5 ¡El arte abandona la galería! ¿Adónde va?.
El culto del arte en progreso posee una de sus fuentes en la esperanza humanista y religiosa de las gentes modernas en su poder creador de obra. Éste contiene la promesa de que los seres humanos pueden elevarse hasta alcanzar la posición desde la que generar las condiciones de su propia felicidad. Los humanos se manifiestan así como seres que son capaces de crear las condiciones previas necesarias para su felicidad y soslayar las causas de su infelicidad; poseen además el don de poder expresar su desgracia. Esta triple capacidad tiene el efecto de una gracia; quien participa de ella es miembro de la alianza humana contra las fuerzas de la infelicidad.
¿Qué puede saber al respecto el arte de las ferias de arte? Está condenado a separar profundamente la conexión entre el poder creador de obra y la promesa de felicidad. Una obra de exposición-de-obra no conoce ninguna otra felicidad que dar el salto a la gran exposición. Bajo la ley de la equivalencia entre forma de obra y forma de valor se desgaja una porción privada de la inconmensurable capacidad para la felicidad del poder humano creador de obra, justo la porción del poder productivo que basta para poner la obra en circulación. La felicidad que busca es ser expuesta, que se comercie con ella y sea interpretada de forma elevada. Se inclina hacia el olvido cuando la cuestión es el recuerdo de la fuente de legitimidad de todo exponer y producir. El derecho al arte no procede de ningún otro lugar más que de la propia llamada de las fuerzas humanas a la propia felicidad. La felicidad se llama a sí misma; se fortalece mediante su propia evocación; mediante su fortaleza se hace feliz a sí misma. Del magnetismo de la felicidad depende finalmente la capacidad radiante de la habilidad moderna. Es la atracción de la felicidad hábil con cuya ayuda ser capaz de vivir supera a tener que vivir. Con ello el juego se introduce en el carácter lastrado de la vida. El arte es la tendencia antigrave, cruza el umbral del tú debes al tú puedes. De ahí que posea la seriedad de los grandes desahogos.

» Registros:

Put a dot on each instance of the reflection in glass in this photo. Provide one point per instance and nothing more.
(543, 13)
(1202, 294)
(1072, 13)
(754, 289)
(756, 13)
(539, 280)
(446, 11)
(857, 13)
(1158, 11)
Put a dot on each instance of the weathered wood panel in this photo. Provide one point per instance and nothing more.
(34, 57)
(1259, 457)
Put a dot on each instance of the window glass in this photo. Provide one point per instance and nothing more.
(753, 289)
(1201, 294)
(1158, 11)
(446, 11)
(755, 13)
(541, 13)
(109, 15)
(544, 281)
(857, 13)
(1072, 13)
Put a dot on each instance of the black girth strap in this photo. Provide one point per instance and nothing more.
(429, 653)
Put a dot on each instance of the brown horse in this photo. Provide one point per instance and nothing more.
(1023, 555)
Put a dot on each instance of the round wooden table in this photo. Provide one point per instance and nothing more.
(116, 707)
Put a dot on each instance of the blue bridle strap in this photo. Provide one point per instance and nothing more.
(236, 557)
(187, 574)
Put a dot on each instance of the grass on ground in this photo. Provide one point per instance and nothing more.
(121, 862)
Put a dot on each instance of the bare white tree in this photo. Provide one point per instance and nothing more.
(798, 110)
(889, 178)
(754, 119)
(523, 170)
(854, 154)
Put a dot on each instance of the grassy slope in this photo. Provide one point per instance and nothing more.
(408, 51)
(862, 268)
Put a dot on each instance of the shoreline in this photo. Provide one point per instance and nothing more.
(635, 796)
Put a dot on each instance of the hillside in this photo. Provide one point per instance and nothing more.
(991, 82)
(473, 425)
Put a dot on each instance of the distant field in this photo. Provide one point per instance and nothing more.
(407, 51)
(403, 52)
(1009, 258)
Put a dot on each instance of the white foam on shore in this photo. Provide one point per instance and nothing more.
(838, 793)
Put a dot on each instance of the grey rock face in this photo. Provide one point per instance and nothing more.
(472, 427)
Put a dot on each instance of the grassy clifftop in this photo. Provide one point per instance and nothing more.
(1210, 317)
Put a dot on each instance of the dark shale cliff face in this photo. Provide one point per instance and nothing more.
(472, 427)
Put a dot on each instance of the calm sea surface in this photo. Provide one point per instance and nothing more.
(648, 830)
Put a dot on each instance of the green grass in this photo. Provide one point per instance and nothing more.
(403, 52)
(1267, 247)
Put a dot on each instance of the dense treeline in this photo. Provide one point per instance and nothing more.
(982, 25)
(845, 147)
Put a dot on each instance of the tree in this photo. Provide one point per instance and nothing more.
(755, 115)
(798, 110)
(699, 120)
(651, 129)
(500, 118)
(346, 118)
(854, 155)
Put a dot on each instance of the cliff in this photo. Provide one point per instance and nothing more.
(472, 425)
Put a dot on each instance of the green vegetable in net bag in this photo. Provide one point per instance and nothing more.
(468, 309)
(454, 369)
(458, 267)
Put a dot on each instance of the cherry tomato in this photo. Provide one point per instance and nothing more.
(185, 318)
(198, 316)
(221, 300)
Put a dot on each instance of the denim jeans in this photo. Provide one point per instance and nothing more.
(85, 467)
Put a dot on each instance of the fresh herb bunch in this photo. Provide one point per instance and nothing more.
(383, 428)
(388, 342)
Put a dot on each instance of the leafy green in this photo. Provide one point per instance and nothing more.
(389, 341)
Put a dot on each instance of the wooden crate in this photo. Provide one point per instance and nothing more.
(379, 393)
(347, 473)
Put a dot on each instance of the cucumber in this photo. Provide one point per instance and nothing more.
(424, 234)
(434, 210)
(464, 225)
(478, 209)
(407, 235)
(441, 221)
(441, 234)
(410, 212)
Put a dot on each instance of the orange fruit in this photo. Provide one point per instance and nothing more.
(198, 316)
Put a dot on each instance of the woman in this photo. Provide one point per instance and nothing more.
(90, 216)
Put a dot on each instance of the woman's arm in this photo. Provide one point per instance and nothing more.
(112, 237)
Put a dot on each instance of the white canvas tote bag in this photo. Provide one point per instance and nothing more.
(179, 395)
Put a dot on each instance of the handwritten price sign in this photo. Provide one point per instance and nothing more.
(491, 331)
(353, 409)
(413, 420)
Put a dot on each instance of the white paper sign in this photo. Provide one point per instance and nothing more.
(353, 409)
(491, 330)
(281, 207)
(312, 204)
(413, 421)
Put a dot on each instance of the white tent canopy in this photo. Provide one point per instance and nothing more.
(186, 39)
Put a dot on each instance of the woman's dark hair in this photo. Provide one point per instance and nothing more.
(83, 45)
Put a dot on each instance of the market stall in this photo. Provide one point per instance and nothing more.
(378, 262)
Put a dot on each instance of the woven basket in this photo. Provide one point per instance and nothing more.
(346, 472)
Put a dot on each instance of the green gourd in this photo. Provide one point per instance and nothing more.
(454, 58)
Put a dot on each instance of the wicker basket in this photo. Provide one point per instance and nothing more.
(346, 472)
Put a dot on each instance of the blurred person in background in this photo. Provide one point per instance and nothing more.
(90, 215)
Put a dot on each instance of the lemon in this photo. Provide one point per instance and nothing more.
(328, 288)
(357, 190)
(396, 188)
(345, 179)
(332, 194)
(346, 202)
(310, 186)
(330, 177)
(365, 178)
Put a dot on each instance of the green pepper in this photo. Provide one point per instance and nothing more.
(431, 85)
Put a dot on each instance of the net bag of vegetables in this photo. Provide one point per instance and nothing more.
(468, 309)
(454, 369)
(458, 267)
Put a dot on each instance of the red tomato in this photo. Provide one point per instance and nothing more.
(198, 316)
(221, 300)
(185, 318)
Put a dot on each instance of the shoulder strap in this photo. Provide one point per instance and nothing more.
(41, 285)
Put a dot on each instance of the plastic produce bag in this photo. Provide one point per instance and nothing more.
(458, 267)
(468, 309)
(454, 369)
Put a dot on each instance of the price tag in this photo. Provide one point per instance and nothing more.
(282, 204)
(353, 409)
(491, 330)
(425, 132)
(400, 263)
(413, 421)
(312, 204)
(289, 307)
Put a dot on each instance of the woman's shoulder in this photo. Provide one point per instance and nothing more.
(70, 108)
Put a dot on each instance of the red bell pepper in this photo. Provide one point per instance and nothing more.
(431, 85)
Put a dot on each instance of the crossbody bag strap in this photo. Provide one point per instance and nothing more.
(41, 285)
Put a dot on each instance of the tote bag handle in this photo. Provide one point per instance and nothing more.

» Requisitos del ejercicio:
1) Reproduce sin cambios el pasaje del texto sobre el arte y la felicidad que va de "5 ¡El arte abandona" a "de la infelicidad.".
2) Prolonga el texto sobre el arte y la felicidad a partir de su última oración.

» Respuestas por tarea:
1)
5 ¡El arte abandona la galería! ¿Adónde va?.
El culto del arte en progreso posee una de sus fuentes en la esperanza humanista y religiosa de las gentes modernas en su poder creador de obra. Éste contiene la promesa de que los seres humanos pueden elevarse hasta alcanzar la posición desde la que generar las condiciones de su propia felicidad. Los humanos se manifiestan así como seres que son capaces de crear las condiciones previas necesarias para su felicidad y soslayar las causas de su infelicidad; poseen además el don de poder expresar su desgracia. Esta triple capacidad tiene el efecto de una gracia; quien participa de ella es miembro de la alianza humana contra las fuerzas de la infelicidad.

2)
Las obras de arte significativas son lugares que se abren mediante la autorevelación de los poderes creadores de obra más felices. Al ser el gasto de esos poderes celebratorio y fluir del agradecimiento hacia sí mismos, cada obra de este tipo confluye en la capacidad universal de felicidad. Están tan distantes de la habilidad infeliz como de la muda miseria. La obra de arte de la modernidad es testigo de que las contribuciones humanas a la felicidad son posibles. Más aún, dejar llegar a la certidumbre de que el propio ser humano puede ser la contribución, cuando es libre para ser hábil, y también está libre de ser poseído por lo que sabe hacer.
Las colecciones, galerías, museos han de ser medidos por medio de esa promesa que se mantiene a sí misma. Medidos con ella los museos no tienen felicidad ni la felicidad museos. El arte que conoce algo mejor, abandona, por lo tanto, la galería. ¿Dónde encuentra algo mejor?
6. El ocaso de las obras.
1989, ya es hora de decirlo claramente: vivimos de nuevo en el medio de una belle époque, una era de avances estacionarios, de estancamiento frenético. En todos los frentes de fuerza reina la movilización con una indecisión simultánea. Las áreas de avance de las fuerzas han recibido un nombre, que perturba la buena conciencia de los poderes creadores de obra: medio ambiente. Quien dice medio ambiente, pone una cara como si desde ese momento tuviera un niño minusválido. Los productores se reúnen como grupos de padres. Entre tanto tenemos algo de tiempo para mirar atrás.
Lo que sucedió hace diez o veinte años en la vida artística da la sensación de que se hubiera convertido en historia antigua. Beuys y Giorgione se encuentran al borde de la Vía Láctea, se sonríen el uno al otro, ya son contemporáneos. Pertenecen a la pequeña cohorte de muertos que saben lo que cuesta seducir a la gente para la vida. Allá abajo, el pequeño disco azul, el discurso pensante lanzado al universo; poblado por seres que no aciertan a entender su situación. Por amor a ellos se han puesto en circulación signos de vida, trazas de fieltro, de calor corporal, de fuerzas de atracción, almohadillas de grasa de la diosa durmiente, música y piel desnuda bajo árboles amigables.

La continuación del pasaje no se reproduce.